### Page excerpt
I was tasked with writing a scheme function that can produce a new list containing the elements that only exist in one of two input lists. I managed to create a working solution:
(define remove
(lambda (l item)
(filter (lambda (x) (not (equal? x item))) l)))
(define uncommon_list
(lambda (list1 list2)
(cond
((null? list2) list1)
((null? list1) list2)
((memv (car list1) list2)
(uncommon_list (cdr list1) (remove list2 (car list1))))
(else
(append (list (car list1)) (uncommon_list (cdr list1) list2))))))
However I feel like i'm over complicating this, and the O complexity isn't great? Any pointers to make this better would be great! Thanks
For best big O, which is O(n), you need to make sets and in Scheme that means hash tables. The solution is to update the hash so that one knows if it was found in the first, the second, or both lists. A list is then made from the element that are not in both:
#!r6rs
(import (rnrs base)

### Information provided
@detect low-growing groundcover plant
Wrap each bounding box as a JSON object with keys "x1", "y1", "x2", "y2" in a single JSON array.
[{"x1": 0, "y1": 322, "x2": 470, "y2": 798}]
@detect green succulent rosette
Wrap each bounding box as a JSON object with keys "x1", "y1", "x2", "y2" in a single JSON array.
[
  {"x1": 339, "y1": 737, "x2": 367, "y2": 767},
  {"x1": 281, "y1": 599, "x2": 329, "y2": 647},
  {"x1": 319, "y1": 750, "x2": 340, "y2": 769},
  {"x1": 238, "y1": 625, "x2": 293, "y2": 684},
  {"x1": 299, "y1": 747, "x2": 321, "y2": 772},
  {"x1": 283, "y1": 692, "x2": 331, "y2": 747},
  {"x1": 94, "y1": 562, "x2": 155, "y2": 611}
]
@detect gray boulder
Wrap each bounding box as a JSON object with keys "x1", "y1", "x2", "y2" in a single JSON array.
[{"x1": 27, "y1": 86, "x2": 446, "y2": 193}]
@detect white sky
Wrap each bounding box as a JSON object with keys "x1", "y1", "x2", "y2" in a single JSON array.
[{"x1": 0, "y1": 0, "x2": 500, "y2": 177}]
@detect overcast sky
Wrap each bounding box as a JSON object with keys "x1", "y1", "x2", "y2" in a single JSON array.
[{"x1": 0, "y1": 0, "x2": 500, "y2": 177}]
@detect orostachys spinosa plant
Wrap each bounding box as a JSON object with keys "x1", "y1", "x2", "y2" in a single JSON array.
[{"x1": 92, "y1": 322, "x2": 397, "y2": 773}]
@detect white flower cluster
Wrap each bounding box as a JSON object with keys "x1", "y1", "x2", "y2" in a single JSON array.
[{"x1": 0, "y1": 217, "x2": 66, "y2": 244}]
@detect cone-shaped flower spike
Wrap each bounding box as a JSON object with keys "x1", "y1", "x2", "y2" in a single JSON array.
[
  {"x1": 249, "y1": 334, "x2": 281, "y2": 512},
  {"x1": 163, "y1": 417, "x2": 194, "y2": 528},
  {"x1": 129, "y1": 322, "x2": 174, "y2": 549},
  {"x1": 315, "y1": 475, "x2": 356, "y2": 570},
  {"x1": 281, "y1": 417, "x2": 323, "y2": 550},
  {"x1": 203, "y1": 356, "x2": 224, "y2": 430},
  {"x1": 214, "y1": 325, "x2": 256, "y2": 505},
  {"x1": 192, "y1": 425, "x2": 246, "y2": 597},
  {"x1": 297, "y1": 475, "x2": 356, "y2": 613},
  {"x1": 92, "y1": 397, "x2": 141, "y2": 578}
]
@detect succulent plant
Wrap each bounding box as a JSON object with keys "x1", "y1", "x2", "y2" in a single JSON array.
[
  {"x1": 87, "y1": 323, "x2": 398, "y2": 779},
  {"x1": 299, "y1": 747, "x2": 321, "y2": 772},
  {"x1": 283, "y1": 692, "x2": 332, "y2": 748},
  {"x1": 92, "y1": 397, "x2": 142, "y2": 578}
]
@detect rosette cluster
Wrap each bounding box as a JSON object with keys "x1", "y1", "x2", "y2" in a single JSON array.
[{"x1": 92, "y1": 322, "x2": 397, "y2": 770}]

### Exercise 1
Pull out every line of the entries above that contains the word "plant", matching case exactly.
### Exercise 2
Carry on the Scheme thread about listing items that appear in only one of two lists, starting right after its last line.

### Final result 1
@detect low-growing groundcover plant
@detect orostachys spinosa plant
@detect succulent plant

### Final result 2
(srfi :69))
(define (uncommon-elements l1 l2)
(define hash (make-hash-table eqv?))
(define (update-elements proc default lst)
(for-each
(lambda (e)
(hash-table-update! hash e proc (lambda () default)))
lst))
(update-elements values 1 l1)
(update-elements (lambda (e) (if (= e 2) 2 3)) 2 l2)
(hash-table-fold hash
(lambda (k v acc)
(if (= v 3)
acc
(cons k acc)))
'()))
(uncommon-elements '(1 2 3 4 5) '(3 4 5 6 7 8))
; ==> (1 2 6 7 8)
(uncommon-elements '(1 1 2 2 3 3 4 5) '(3 4 5 6 7 8))
; ==> (1 2 6 7 8)